La Havane (Cuba), hiver 1989, un homme disparaît après la nuit du réveillon de la Saint-Sylvestre. Il s’agit de Rafael Morín Rodríguez, « directeur de l’entreprise d’import-export en gros du ministère de l’Industrie » (disparition signalée par sa femme, le 1er janvier à 21h35). Un gros poisson dont le lieutenant Mario Conde, chargé de l’enquête, se souvient parfaitement. En effet, ils étaient ensemble au lycée et Morín a fini par épouser la très belle Tamara, celle dont Mario Conde était désespérément amoureux sans jamais avoir osé déclarer sa flamme. Voilà qui donne une tonalité tendrement ironique au titre.


Une enquête qui commence bizarrement, puisque tout le monde a du mal à récupérer de la nuit du réveillon (Mario Conde, réveillé par le téléphone, a un mal de chien à émerger et ne serait-ce que bouger). Les pistes sont bien vagues et le fait que le disparu soit un ancien ami fait ressurgir tout un tas de souvenirs dans l’esprit du lieutenant. De nombreux paragraphes arrivent donc comme des bouffées, sans prévenir, avec des associations d’idées. De là à dire que Mario s’attaque à une association de malfaiteurs, restons prudent.


L’enquête démarre sur des bases hasardeuses. Ce n’est pas parce que Rafael Morín a disparu qu’il est mort. Il a peut-être pris la tangente pour des raisons personnelles. Deux possibilités dans ce cas, soit il s’agit d’une affaire de femme, soit Rafael Morín a trempé dans une histoire plus ou moins louche en rapport avec son travail. Mario (le Conde comme on lit) oriente donc son enquête, secondé par Manolo (sergent Manuel Palacios) qui lui sert de chauffeur, d’ami, de confident et de partenaire pour mener ses interrogatoires. Manolo ne pense qu’à retourner voir Vilma, sa petite amie du moment, alors que Mario songe au passé ainsi qu’aux romans qu’il a toujours rêvé d’écrire mais qui restent dans sa tête. Son goût pour la nostalgie s’exprime avec la musique, une de ses chansons préférées étant Strawberry Fields Forever des Beatles. Passé à la littérature, (ancien journaliste et même rédacteur en chef), Leonardo Padura en profite très certainement pour exprimer ses goûts.

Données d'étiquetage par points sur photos

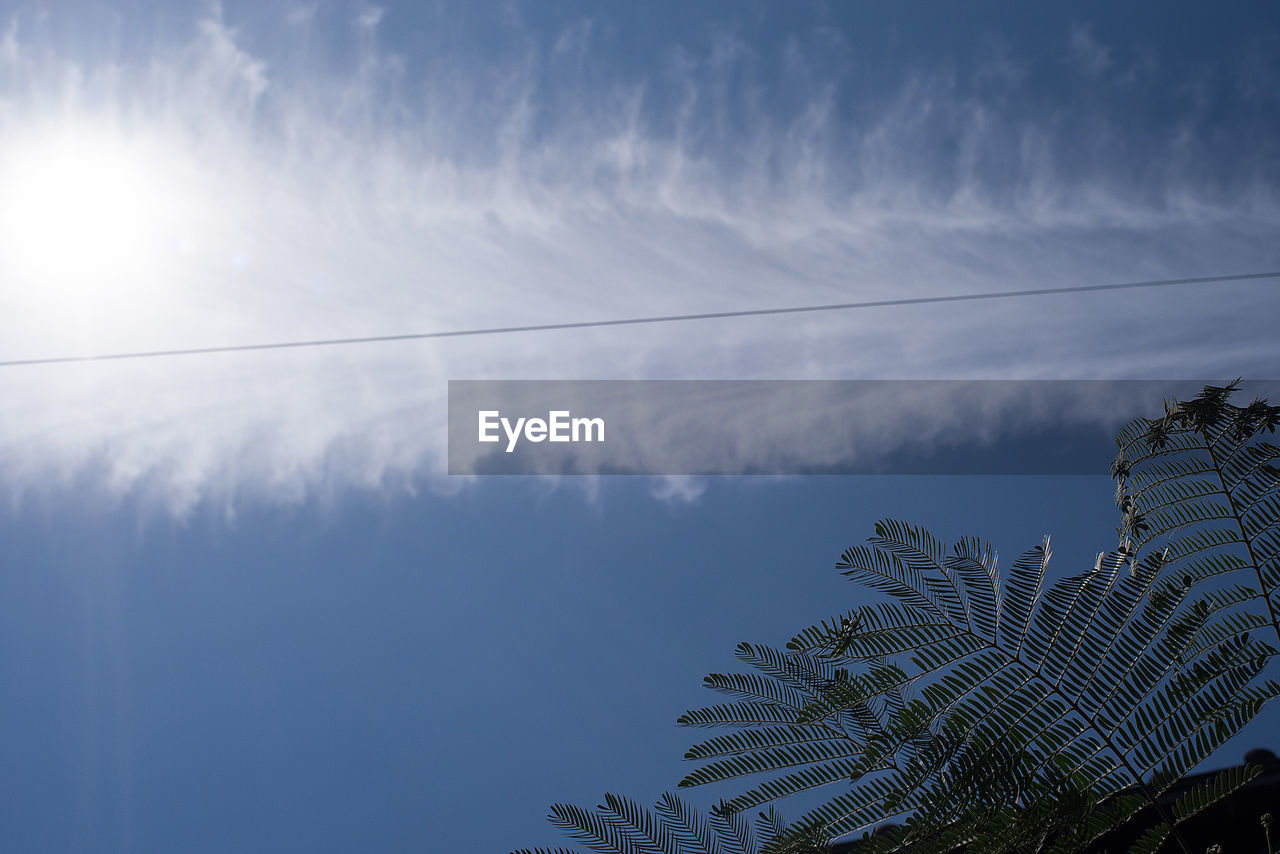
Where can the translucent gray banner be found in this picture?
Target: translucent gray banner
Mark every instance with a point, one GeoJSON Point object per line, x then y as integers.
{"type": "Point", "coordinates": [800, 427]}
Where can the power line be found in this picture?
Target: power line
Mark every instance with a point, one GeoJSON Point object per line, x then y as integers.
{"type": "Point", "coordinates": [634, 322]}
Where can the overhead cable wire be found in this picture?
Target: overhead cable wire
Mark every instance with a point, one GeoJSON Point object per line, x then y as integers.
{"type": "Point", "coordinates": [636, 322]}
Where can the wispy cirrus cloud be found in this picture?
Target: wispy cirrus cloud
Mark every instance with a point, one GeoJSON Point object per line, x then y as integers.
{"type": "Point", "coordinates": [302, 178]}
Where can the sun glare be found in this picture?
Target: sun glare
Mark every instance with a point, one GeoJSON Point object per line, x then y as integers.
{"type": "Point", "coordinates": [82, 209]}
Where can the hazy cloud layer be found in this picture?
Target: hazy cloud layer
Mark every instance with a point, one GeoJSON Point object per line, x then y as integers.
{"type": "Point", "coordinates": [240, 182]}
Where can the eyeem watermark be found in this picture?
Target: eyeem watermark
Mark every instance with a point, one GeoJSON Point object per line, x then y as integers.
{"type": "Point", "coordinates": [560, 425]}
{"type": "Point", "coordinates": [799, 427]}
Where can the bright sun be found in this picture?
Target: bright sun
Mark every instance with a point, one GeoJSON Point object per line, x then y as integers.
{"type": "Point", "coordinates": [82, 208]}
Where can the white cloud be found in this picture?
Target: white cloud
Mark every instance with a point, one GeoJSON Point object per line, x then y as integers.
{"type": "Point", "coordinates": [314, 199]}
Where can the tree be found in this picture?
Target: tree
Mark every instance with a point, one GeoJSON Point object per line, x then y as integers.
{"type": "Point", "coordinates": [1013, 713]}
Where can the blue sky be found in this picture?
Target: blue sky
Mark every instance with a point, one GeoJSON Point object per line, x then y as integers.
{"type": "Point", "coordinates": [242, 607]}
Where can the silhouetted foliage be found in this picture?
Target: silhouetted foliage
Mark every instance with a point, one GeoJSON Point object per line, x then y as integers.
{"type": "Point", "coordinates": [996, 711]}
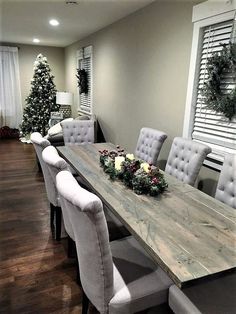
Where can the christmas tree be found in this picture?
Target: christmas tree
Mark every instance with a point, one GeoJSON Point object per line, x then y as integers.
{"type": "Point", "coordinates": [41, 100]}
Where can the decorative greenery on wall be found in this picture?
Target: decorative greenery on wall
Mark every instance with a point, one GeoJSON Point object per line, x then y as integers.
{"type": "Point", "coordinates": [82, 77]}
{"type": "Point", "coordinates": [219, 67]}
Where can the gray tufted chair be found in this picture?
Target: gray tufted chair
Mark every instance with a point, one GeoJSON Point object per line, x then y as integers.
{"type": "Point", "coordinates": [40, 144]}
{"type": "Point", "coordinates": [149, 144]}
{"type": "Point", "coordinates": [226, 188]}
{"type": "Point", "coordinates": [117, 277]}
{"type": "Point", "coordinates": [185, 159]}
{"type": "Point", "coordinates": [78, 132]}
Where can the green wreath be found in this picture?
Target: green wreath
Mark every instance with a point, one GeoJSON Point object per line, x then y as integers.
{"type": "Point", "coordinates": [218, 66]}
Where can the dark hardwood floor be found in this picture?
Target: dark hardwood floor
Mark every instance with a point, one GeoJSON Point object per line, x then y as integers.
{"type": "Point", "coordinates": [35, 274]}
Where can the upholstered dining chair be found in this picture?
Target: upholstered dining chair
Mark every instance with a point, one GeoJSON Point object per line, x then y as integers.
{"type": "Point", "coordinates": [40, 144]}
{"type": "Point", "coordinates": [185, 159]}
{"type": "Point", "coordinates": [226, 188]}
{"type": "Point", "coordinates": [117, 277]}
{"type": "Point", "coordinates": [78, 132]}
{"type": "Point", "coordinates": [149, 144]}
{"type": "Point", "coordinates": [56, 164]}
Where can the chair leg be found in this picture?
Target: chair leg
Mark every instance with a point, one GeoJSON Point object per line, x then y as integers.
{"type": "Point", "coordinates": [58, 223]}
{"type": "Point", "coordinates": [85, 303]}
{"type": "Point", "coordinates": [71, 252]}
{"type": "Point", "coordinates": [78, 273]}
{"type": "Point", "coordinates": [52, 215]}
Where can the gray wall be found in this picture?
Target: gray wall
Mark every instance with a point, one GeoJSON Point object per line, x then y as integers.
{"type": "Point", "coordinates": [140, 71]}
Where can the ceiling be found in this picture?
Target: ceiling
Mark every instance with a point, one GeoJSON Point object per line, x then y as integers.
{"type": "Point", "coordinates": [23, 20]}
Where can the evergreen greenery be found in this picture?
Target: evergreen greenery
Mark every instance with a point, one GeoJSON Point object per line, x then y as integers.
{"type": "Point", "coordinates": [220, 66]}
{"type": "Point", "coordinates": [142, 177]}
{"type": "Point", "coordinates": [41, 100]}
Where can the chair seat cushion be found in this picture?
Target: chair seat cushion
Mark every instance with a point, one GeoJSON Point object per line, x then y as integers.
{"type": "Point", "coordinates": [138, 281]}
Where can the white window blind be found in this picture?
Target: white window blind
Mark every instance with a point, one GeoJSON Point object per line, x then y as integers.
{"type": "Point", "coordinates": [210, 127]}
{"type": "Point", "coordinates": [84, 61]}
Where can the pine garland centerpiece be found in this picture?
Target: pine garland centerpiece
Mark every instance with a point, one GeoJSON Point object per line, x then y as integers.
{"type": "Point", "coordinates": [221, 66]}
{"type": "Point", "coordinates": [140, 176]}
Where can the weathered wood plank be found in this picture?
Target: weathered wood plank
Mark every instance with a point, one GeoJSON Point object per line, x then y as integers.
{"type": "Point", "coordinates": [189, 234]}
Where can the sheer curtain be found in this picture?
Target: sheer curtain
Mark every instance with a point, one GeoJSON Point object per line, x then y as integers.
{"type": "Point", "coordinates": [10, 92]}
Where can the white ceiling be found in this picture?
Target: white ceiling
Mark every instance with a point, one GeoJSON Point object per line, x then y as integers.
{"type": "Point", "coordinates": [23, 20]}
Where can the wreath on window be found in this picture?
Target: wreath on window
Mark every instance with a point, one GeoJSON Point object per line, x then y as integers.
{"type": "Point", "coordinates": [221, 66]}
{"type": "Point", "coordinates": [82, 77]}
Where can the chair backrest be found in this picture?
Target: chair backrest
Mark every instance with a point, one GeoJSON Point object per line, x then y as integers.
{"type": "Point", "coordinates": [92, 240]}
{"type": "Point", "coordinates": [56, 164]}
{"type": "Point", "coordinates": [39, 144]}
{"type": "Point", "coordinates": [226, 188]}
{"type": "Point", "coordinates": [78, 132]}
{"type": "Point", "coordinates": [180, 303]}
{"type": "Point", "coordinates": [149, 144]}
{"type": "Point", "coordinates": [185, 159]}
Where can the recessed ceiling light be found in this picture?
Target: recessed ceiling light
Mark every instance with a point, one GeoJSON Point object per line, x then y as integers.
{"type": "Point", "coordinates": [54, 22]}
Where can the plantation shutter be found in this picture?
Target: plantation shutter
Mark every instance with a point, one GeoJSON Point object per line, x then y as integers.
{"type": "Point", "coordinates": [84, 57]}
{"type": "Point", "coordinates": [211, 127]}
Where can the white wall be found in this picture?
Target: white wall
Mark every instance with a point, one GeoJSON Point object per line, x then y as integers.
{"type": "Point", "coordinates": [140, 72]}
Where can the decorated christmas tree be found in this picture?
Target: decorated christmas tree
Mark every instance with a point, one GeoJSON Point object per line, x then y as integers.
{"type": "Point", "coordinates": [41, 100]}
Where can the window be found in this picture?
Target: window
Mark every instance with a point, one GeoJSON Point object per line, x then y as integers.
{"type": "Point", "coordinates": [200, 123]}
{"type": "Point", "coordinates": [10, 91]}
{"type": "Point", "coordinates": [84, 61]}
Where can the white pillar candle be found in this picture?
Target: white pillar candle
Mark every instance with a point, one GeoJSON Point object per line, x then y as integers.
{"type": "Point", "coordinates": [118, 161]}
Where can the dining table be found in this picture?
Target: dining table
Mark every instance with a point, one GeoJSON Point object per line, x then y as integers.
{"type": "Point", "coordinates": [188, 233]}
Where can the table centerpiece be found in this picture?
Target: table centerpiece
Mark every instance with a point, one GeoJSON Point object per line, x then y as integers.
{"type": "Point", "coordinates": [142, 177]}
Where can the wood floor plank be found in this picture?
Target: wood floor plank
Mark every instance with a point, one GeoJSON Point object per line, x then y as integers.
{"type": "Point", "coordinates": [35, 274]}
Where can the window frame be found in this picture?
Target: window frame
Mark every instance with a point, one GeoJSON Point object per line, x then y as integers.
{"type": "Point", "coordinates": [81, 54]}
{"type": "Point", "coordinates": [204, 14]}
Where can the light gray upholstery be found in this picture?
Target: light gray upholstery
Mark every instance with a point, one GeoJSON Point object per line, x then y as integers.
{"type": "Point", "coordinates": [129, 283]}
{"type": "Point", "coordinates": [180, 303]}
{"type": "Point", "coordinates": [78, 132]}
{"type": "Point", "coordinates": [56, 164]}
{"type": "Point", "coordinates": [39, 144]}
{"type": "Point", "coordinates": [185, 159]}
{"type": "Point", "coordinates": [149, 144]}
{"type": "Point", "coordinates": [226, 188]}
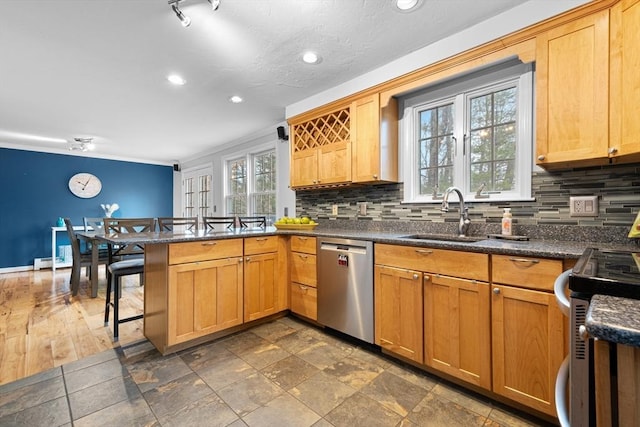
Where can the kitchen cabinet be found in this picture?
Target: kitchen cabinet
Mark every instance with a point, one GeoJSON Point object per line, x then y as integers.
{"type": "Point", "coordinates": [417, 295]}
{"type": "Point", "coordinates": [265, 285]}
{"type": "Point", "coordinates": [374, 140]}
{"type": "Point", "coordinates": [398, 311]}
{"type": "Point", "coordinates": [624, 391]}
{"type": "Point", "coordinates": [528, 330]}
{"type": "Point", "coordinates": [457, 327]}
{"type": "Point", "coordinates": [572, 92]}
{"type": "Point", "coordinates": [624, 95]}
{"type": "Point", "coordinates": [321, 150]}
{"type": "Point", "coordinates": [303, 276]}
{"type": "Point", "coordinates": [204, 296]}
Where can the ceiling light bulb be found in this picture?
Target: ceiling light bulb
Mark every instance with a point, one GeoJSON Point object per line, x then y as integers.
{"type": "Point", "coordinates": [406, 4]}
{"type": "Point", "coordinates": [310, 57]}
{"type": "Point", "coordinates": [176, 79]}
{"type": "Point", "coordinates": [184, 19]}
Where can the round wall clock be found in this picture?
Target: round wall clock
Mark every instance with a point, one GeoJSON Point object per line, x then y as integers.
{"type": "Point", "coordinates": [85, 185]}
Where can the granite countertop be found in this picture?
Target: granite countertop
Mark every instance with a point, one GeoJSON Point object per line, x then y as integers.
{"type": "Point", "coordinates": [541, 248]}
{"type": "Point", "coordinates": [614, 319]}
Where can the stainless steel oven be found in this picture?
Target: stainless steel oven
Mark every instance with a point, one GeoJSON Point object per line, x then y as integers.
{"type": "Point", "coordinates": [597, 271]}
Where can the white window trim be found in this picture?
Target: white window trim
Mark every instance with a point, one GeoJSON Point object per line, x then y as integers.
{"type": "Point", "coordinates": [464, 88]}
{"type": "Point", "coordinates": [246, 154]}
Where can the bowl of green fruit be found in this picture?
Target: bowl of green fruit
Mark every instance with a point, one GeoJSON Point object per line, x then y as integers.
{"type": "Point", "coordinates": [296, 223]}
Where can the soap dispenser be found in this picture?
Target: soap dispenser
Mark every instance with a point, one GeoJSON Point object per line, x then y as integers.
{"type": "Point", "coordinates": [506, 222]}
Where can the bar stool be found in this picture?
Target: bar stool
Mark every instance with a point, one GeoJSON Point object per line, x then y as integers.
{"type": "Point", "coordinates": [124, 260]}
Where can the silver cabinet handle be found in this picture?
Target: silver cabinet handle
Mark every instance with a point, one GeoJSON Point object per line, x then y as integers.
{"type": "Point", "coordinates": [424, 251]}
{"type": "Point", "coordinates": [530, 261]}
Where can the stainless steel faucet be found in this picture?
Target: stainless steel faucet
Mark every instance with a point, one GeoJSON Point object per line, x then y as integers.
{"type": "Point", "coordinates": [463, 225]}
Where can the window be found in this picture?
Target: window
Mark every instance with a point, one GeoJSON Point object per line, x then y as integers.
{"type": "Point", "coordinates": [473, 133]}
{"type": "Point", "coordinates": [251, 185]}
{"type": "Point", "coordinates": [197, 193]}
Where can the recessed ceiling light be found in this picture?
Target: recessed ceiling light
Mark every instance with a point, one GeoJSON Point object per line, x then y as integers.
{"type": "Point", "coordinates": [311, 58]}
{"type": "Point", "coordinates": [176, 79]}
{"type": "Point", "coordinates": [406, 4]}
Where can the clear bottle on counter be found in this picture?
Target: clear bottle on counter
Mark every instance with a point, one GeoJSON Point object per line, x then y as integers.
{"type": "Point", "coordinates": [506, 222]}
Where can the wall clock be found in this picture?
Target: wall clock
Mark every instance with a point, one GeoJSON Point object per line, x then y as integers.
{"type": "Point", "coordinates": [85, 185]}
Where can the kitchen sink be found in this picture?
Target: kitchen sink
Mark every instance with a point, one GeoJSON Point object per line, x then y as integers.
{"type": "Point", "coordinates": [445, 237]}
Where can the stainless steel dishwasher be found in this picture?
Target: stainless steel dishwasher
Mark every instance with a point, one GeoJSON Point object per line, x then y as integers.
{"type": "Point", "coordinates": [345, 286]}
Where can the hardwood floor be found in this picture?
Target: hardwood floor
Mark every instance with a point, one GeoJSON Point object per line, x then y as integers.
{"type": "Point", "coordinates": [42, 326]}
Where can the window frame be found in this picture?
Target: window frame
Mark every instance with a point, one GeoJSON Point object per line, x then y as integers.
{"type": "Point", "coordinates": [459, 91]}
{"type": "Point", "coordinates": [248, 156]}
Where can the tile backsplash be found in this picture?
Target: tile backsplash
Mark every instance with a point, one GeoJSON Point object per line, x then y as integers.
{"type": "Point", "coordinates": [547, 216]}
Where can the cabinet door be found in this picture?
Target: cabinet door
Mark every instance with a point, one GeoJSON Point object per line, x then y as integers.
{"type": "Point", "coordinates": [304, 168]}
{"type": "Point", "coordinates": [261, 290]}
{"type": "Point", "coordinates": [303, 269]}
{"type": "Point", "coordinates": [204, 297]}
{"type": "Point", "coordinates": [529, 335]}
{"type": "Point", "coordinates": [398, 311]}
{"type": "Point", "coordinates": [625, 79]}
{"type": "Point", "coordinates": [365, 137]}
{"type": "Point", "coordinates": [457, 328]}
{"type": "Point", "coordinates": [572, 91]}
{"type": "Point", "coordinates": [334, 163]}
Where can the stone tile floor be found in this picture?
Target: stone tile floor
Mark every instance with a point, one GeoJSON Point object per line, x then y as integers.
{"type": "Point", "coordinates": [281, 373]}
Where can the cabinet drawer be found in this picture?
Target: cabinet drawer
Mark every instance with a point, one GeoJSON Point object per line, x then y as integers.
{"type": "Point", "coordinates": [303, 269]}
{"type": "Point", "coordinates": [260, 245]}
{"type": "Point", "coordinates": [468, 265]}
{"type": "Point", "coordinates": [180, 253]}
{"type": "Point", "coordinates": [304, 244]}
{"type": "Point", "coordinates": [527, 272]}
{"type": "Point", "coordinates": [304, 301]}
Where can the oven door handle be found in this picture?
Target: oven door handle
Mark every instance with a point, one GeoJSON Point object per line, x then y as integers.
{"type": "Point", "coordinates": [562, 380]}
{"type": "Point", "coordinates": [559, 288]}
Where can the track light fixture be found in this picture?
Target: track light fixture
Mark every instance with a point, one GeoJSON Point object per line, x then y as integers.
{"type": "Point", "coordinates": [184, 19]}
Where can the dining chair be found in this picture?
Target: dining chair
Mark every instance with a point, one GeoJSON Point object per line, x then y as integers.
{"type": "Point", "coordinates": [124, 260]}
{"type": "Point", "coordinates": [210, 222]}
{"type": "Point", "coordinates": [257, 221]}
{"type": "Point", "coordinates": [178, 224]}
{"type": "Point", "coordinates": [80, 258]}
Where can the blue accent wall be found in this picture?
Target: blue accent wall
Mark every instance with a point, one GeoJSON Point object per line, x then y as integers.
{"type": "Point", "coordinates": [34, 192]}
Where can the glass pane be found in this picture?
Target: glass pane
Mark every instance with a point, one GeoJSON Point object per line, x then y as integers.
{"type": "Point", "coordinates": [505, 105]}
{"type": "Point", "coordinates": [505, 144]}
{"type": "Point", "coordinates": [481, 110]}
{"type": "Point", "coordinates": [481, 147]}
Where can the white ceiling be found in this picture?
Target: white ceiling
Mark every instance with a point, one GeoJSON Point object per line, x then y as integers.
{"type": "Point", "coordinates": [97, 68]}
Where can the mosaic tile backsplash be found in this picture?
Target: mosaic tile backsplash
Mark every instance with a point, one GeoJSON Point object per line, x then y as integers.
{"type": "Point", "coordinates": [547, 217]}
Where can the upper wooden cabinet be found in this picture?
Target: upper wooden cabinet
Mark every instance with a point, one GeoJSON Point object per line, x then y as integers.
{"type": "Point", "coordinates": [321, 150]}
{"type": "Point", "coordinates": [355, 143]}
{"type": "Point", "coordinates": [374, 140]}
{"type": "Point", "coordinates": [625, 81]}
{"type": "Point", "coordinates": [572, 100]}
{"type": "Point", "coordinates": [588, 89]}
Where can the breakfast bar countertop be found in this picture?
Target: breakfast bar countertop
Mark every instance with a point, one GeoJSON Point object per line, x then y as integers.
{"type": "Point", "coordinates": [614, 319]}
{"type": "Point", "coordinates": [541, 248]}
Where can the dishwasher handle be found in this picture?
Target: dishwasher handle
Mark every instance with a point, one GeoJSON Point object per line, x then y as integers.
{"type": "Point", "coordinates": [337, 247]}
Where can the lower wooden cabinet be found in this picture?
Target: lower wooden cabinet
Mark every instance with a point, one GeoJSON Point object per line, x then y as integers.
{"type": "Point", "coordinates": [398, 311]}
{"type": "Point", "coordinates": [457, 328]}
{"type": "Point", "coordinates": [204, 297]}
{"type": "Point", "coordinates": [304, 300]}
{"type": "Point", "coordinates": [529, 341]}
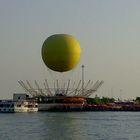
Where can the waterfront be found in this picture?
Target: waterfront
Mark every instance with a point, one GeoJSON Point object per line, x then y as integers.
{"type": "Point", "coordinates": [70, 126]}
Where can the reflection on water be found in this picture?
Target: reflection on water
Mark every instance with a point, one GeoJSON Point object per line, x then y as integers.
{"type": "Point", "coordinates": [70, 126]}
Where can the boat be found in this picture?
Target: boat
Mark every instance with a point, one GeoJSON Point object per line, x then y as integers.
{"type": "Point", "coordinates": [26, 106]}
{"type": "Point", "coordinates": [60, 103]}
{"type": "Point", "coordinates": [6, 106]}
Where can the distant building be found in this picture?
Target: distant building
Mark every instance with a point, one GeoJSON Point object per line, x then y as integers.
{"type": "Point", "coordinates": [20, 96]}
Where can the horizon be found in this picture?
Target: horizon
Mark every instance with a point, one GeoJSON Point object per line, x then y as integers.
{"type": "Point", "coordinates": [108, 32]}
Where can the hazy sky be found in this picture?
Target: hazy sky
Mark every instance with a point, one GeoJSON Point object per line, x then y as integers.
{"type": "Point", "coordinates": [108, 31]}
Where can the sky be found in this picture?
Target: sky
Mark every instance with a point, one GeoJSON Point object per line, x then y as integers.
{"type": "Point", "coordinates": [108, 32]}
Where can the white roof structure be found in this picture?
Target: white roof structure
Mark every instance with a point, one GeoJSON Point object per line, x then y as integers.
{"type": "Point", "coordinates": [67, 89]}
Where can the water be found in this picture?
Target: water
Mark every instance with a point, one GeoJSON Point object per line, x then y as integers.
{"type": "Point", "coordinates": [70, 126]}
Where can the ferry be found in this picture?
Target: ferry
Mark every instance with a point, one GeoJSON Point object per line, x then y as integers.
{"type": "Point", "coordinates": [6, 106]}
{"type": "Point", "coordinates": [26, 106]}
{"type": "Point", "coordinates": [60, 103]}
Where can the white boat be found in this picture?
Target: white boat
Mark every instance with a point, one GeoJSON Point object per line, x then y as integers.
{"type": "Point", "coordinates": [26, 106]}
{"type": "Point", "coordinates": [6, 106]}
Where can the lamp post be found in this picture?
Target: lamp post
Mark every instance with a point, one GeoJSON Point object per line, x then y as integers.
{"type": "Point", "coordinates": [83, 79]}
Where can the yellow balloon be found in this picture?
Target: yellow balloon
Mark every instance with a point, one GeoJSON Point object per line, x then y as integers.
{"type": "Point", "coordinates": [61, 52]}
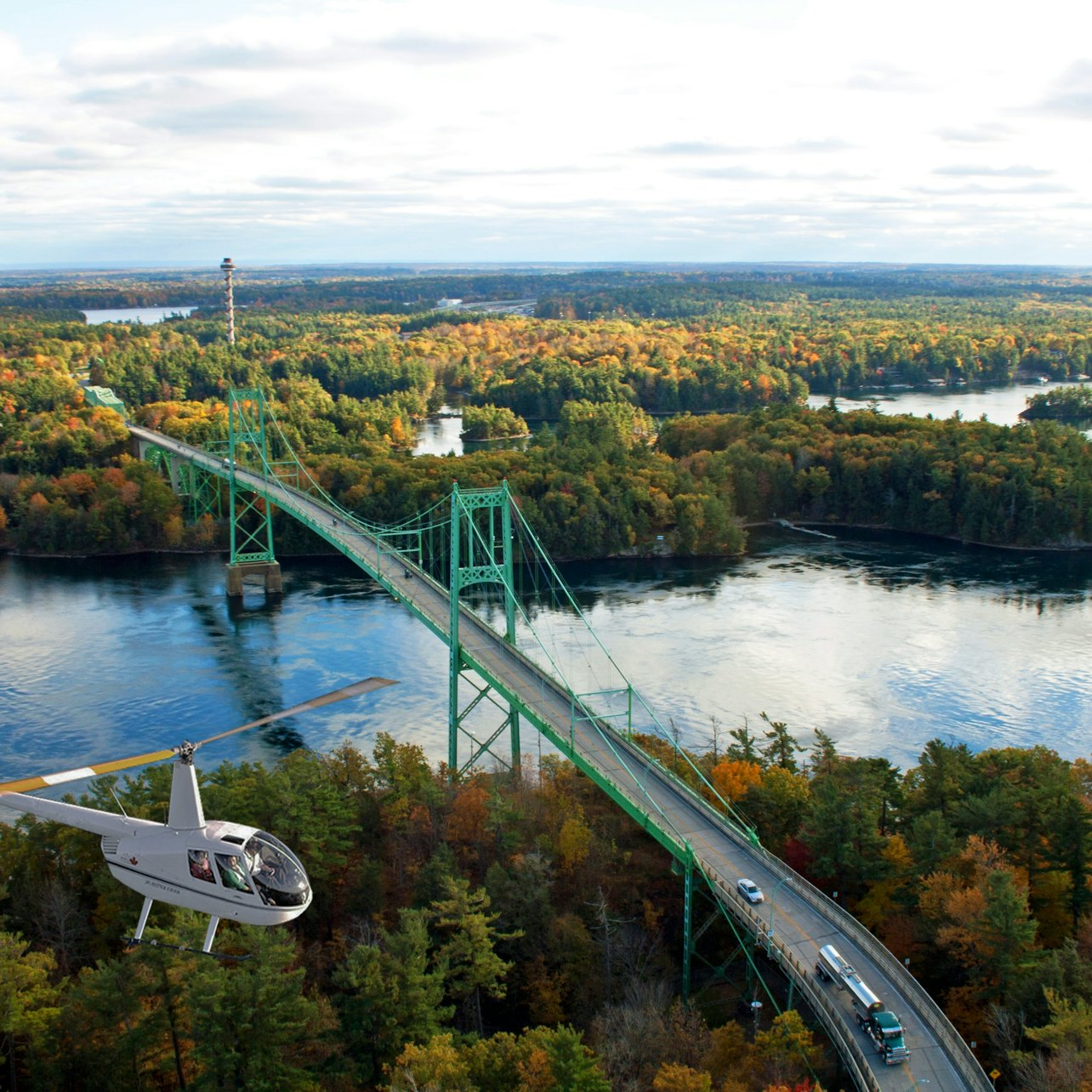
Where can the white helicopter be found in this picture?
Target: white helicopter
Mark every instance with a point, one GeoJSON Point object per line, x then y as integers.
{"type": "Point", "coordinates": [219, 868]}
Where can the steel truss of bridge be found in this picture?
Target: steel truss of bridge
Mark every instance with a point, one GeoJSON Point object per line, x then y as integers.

À faire:
1. Répondez à ces questions sur l'extrait consacré à l'enquête de Mario Conde :
(a) Quel jour et à quelle heure la femme de Rafael Morín a-t-elle signalé sa disparition ?
(b) Quels sont le grade et le nom complet de Manolo ?
(c) Quelle chanson des Beatles compte parmi les préférées de Mario Conde ?
2. D'après l'extrait consacré à l'enquête de Mario Conde, pourquoi de nombreux paragraphes arrivent-ils comme des bouffées, sans prévenir ?
3. Reproduisez mot pour mot le passage de l'extrait consacré à l'enquête de Mario Conde, en commençant par « Une enquête qui » et en continuant jusqu'à « malfaiteurs, restons prudent. ».
Cette liste est un document à part, distinct de l'extrait.

Réponses dans l'ordre:
1.
(a) Le 1er janvier, à 21h35.
(b) Il est sergent et s'appelle Manuel Palacios.
(c) Strawberry Fields Forever.

2. Le disparu est un ancien ami du lieutenant, ce qui fait ressurgir chez lui tout un tas de souvenirs. Ces souvenirs s'invitent donc dans le récit par associations d'idées.

3.
Une enquête qui commence bizarrement, puisque tout le monde a du mal à récupérer de la nuit du réveillon (Mario Conde, réveillé par le téléphone, a un mal de chien à émerger et ne serait-ce que bouger). Les pistes sont bien vagues et le fait que le disparu soit un ancien ami fait ressurgir tout un tas de souvenirs dans l’esprit du lieutenant. De nombreux paragraphes arrivent donc comme des bouffées, sans prévenir, avec des associations d’idées. De là à dire que Mario s’attaque à une association de malfaiteurs, restons prudent.